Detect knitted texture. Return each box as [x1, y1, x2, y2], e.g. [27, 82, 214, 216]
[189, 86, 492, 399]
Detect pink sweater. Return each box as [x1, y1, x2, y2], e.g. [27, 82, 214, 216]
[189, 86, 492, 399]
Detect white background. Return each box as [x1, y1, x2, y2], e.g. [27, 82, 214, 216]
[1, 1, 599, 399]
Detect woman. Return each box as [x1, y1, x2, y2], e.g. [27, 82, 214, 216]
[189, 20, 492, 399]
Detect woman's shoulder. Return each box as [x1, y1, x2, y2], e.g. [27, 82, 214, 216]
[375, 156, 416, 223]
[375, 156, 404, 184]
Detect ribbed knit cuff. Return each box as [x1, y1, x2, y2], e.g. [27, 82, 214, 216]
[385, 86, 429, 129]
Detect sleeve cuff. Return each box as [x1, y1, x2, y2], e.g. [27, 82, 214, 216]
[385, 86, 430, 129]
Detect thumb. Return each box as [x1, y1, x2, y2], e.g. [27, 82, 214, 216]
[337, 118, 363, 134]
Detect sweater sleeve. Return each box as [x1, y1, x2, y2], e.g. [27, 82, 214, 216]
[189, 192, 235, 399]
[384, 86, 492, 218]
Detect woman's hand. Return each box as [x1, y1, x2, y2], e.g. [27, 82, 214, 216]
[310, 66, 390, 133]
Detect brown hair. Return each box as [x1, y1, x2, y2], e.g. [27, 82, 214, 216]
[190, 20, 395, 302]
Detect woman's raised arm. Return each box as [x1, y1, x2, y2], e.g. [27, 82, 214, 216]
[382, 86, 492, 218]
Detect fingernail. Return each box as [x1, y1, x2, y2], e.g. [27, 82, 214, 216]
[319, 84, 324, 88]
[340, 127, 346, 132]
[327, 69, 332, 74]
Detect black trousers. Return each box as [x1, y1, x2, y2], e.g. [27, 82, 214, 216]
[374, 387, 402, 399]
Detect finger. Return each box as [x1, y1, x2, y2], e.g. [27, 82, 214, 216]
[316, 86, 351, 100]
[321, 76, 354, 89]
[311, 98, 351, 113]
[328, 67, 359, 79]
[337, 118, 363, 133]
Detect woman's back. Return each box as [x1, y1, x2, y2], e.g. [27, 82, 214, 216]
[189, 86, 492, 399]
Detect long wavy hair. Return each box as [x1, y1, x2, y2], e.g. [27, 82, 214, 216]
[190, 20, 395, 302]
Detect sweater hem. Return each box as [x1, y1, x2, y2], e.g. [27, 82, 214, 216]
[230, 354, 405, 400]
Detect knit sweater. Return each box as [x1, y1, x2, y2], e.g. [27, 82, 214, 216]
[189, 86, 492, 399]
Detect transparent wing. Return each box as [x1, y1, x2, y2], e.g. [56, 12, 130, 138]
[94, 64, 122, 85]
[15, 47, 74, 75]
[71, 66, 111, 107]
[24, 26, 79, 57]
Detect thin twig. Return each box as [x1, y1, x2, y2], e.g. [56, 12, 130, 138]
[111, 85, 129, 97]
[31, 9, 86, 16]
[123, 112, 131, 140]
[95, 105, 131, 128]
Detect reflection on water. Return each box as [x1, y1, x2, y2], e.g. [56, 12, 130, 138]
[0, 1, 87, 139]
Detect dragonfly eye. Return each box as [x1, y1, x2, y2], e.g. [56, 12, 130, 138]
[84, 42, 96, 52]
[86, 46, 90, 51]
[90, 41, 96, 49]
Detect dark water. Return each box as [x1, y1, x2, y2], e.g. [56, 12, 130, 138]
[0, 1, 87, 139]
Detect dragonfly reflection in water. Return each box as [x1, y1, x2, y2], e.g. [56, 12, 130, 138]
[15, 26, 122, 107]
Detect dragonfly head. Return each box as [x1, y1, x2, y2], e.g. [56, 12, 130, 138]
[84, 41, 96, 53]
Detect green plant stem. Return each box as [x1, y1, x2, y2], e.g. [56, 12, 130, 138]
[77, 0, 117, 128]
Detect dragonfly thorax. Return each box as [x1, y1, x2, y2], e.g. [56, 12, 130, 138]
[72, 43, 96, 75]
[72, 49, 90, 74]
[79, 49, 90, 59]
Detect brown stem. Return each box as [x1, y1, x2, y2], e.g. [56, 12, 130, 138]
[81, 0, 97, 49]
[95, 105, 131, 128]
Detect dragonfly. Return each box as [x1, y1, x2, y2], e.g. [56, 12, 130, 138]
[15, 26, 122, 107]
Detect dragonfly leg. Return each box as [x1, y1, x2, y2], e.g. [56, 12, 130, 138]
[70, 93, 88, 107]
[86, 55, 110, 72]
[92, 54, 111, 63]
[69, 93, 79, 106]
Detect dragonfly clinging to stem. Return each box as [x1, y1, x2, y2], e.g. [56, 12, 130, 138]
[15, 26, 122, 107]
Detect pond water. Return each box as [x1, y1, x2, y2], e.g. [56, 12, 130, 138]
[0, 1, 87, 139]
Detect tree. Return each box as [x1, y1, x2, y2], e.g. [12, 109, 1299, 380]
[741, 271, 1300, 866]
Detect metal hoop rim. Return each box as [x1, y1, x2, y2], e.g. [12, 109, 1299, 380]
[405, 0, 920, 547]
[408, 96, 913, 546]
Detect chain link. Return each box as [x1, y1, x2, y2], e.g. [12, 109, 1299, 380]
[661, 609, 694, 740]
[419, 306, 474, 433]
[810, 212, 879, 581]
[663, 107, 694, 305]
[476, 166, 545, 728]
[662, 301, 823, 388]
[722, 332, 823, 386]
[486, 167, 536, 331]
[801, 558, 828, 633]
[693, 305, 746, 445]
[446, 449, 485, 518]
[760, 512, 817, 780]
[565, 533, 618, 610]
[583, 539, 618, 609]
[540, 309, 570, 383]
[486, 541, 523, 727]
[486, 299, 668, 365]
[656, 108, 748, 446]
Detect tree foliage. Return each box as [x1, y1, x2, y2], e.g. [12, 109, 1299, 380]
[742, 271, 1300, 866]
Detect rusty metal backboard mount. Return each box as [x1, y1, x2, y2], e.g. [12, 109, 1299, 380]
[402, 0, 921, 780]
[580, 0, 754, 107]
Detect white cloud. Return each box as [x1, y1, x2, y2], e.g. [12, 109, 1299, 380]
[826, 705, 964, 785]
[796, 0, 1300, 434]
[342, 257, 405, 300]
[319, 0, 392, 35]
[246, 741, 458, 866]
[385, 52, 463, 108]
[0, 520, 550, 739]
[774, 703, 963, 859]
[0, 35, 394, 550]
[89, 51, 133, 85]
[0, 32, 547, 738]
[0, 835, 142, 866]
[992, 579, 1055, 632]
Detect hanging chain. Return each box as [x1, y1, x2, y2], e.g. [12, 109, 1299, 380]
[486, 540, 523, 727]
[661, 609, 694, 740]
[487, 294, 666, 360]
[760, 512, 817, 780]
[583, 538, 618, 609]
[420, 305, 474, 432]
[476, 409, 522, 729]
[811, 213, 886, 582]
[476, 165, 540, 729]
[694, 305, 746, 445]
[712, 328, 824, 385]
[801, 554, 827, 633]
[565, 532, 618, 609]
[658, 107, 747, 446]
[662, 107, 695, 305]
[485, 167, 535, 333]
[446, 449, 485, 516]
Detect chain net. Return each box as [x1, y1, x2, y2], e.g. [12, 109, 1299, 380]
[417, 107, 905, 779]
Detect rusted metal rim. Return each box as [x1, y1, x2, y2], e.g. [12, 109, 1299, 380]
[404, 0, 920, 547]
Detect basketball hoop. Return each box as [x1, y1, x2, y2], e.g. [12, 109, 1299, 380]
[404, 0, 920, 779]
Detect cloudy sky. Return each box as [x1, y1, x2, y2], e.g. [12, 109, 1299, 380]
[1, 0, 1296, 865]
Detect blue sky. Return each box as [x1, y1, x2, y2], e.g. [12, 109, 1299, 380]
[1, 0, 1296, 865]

Problem to solve -> Set down the whole of the material, exactly.

Solution for this task ->
Detect knitted texture. Return each box as [x1, y1, x2, y2], e.g. [27, 82, 214, 216]
[189, 86, 492, 399]
Detect pink sweater. Return each box as [x1, y1, x2, y2], e.g. [27, 82, 214, 216]
[189, 86, 492, 399]
Detect white background. Return each box as [x1, y1, x2, y2], e.g. [27, 82, 214, 216]
[1, 1, 599, 399]
Detect woman. Return each box as [x1, y1, x2, y2], e.g. [27, 82, 214, 216]
[189, 20, 492, 399]
Detect woman's shoulder. Return each box as [x1, y1, x2, y2], e.g. [27, 82, 214, 216]
[375, 156, 416, 223]
[375, 156, 404, 184]
Detect ribbed knit cuff. Return each box as [x1, y1, x2, y2], e.g. [27, 82, 214, 216]
[385, 86, 429, 129]
Detect sleeve cuff. Return each box as [x1, y1, x2, y2], e.g. [27, 82, 214, 216]
[385, 86, 430, 129]
Detect thumb. Return each box as [x1, y1, x2, y2], e.g. [27, 82, 214, 216]
[337, 118, 363, 134]
Detect sweater sleeve. Return each box as [x1, y1, x2, y2], e.g. [27, 82, 214, 216]
[189, 192, 235, 399]
[384, 86, 492, 218]
Detect woman's hand. Return each box as [x1, y1, x2, y2], e.g. [27, 82, 214, 216]
[310, 66, 390, 133]
Detect brown hair. Return each box as [x1, y1, x2, y2], e.g. [27, 82, 214, 216]
[190, 20, 395, 302]
Detect woman's raised arm. Return each box as [x1, y1, x2, y2], e.g. [27, 82, 214, 216]
[382, 86, 492, 218]
Detect fingernail. Return each box as [x1, y1, x2, y2], e.g. [27, 82, 214, 216]
[319, 84, 324, 88]
[340, 127, 346, 132]
[327, 69, 332, 74]
Detect black trousers. Return each box as [x1, y1, x2, y2], e.g. [27, 82, 214, 216]
[374, 387, 402, 399]
Detect finger. Return each box as [x1, y1, x2, y2], e.g. [27, 82, 214, 216]
[316, 86, 351, 100]
[321, 76, 354, 89]
[311, 98, 351, 113]
[328, 67, 359, 79]
[337, 118, 363, 133]
Detect woman's back. Return each box as [x1, y1, x2, y2], e.g. [27, 82, 214, 216]
[189, 86, 492, 399]
Detect long wavy hair. Return each box as [x1, y1, x2, y2], e.g. [27, 82, 214, 216]
[190, 20, 395, 302]
Detect sweater hem. Return each box as [x1, y1, x2, y2], e.g. [27, 82, 214, 216]
[230, 354, 405, 400]
Detect knit sweater. Return each box as [x1, y1, x2, y2], e.g. [27, 82, 214, 216]
[189, 86, 492, 399]
Detect transparent wing. Return each box as [x1, y1, x2, y2], e.g. [56, 12, 130, 138]
[94, 64, 122, 85]
[15, 47, 74, 75]
[71, 66, 111, 107]
[24, 26, 79, 57]
Detect thin twig. Return each box as [x1, y1, x2, y2], e.g. [56, 12, 130, 138]
[111, 85, 129, 97]
[31, 9, 86, 16]
[123, 112, 131, 140]
[95, 105, 131, 128]
Detect reflection on water. Return each box as [x1, y1, x2, y2], e.g. [56, 12, 130, 138]
[0, 1, 87, 139]
Detect dragonfly eye. Return each box as [x1, y1, x2, y2], e.g. [56, 12, 130, 138]
[84, 42, 96, 52]
[86, 46, 90, 51]
[90, 41, 96, 49]
Detect dark water. Return each box as [x1, y1, x2, y2], e.g. [56, 12, 130, 138]
[0, 1, 87, 139]
Detect dragonfly reflection in water. Return each box as [x1, y1, x2, y2], e.g. [56, 12, 130, 138]
[15, 26, 122, 107]
Detect dragonfly head. Return each box as [x1, y1, x2, y2], e.g. [56, 12, 130, 138]
[84, 41, 96, 53]
Detect green plant stem. Return each box as [x1, y1, x2, y2], e.g. [56, 12, 130, 138]
[77, 0, 117, 128]
Detect dragonfly thorax. Return each box as [x1, y1, x2, y2], e.g. [56, 12, 130, 138]
[72, 43, 96, 75]
[72, 49, 90, 74]
[79, 49, 90, 59]
Detect brown stem. Return each box as [x1, y1, x2, y2], e.g. [56, 12, 130, 138]
[81, 0, 97, 49]
[95, 105, 131, 128]
Detect dragonfly. Return each box as [x1, y1, x2, y2], e.g. [56, 12, 130, 138]
[15, 26, 122, 107]
Detect dragonfly leg. Return each box as [x1, y1, x2, y2], e.g. [56, 12, 130, 138]
[70, 93, 88, 107]
[86, 55, 110, 72]
[92, 54, 111, 63]
[69, 93, 79, 106]
Detect dragonfly clinging to stem. Return each box as [x1, y1, x2, y2], e.g. [56, 12, 130, 138]
[15, 26, 122, 107]
Detect pond water. Return each box as [x1, y1, x2, y2], e.g. [56, 12, 130, 138]
[0, 1, 87, 139]
Detect tree. Return each box as [x1, y1, x2, y2], e.g. [12, 109, 1299, 380]
[741, 271, 1300, 866]
Detect metal hoop rim. Return each box as [x1, y1, x2, y2], e.g. [12, 109, 1299, 380]
[405, 0, 920, 547]
[408, 96, 913, 546]
Detect chain link. Return each box as [x1, y1, x2, y2], e.g. [12, 109, 1299, 380]
[661, 609, 694, 740]
[419, 306, 474, 433]
[810, 212, 879, 581]
[663, 107, 694, 305]
[476, 166, 545, 728]
[662, 301, 823, 388]
[722, 332, 823, 386]
[486, 167, 536, 331]
[801, 558, 828, 633]
[693, 305, 746, 445]
[446, 449, 485, 518]
[760, 512, 817, 780]
[565, 533, 618, 610]
[583, 539, 618, 609]
[540, 309, 570, 383]
[486, 541, 523, 727]
[486, 299, 668, 365]
[656, 108, 748, 446]
Detect tree foliage. Return each box as [x1, y1, x2, y2], e.g. [12, 109, 1299, 380]
[742, 271, 1300, 866]
Detect rusty metal backboard mount. Return each box as [x1, y1, x2, y2], e.g. [12, 109, 1299, 380]
[402, 0, 921, 780]
[580, 0, 754, 107]
Detect white cloud. Return each box as [x1, y1, x2, y2], e.g. [12, 109, 1299, 380]
[826, 705, 964, 785]
[796, 0, 1300, 434]
[342, 257, 405, 300]
[319, 0, 392, 35]
[246, 741, 458, 866]
[385, 52, 463, 108]
[0, 520, 550, 739]
[774, 703, 963, 859]
[0, 35, 394, 550]
[89, 51, 133, 85]
[0, 32, 547, 738]
[0, 835, 142, 866]
[992, 579, 1055, 632]
Detect hanging chain. Return each box as [x1, y1, x2, y2], e.g. [12, 109, 1299, 380]
[486, 540, 523, 727]
[661, 609, 694, 740]
[487, 294, 666, 360]
[760, 512, 817, 780]
[583, 538, 618, 609]
[420, 305, 474, 432]
[476, 409, 522, 729]
[811, 213, 886, 582]
[476, 165, 540, 729]
[694, 305, 746, 445]
[712, 328, 824, 385]
[801, 554, 827, 633]
[565, 532, 618, 609]
[658, 107, 747, 446]
[662, 107, 695, 305]
[485, 167, 535, 333]
[446, 449, 485, 516]
Detect chain net. Return each box as [x1, y1, x2, y2], e.g. [12, 109, 1299, 380]
[417, 107, 905, 779]
Detect rusted metal rim. Return each box as [x1, y1, x2, y2], e.g. [12, 109, 1299, 380]
[404, 0, 920, 547]
Detect basketball hoop. Return each box as [x1, y1, x2, y2], e.g. [12, 109, 1299, 380]
[404, 0, 920, 779]
Detect cloudy sky. Return each box as [x1, y1, x2, y2], e.g. [12, 109, 1299, 380]
[1, 0, 1296, 865]
Detect blue sky. Return each box as [x1, y1, x2, y2], e.g. [12, 109, 1299, 380]
[1, 0, 1296, 865]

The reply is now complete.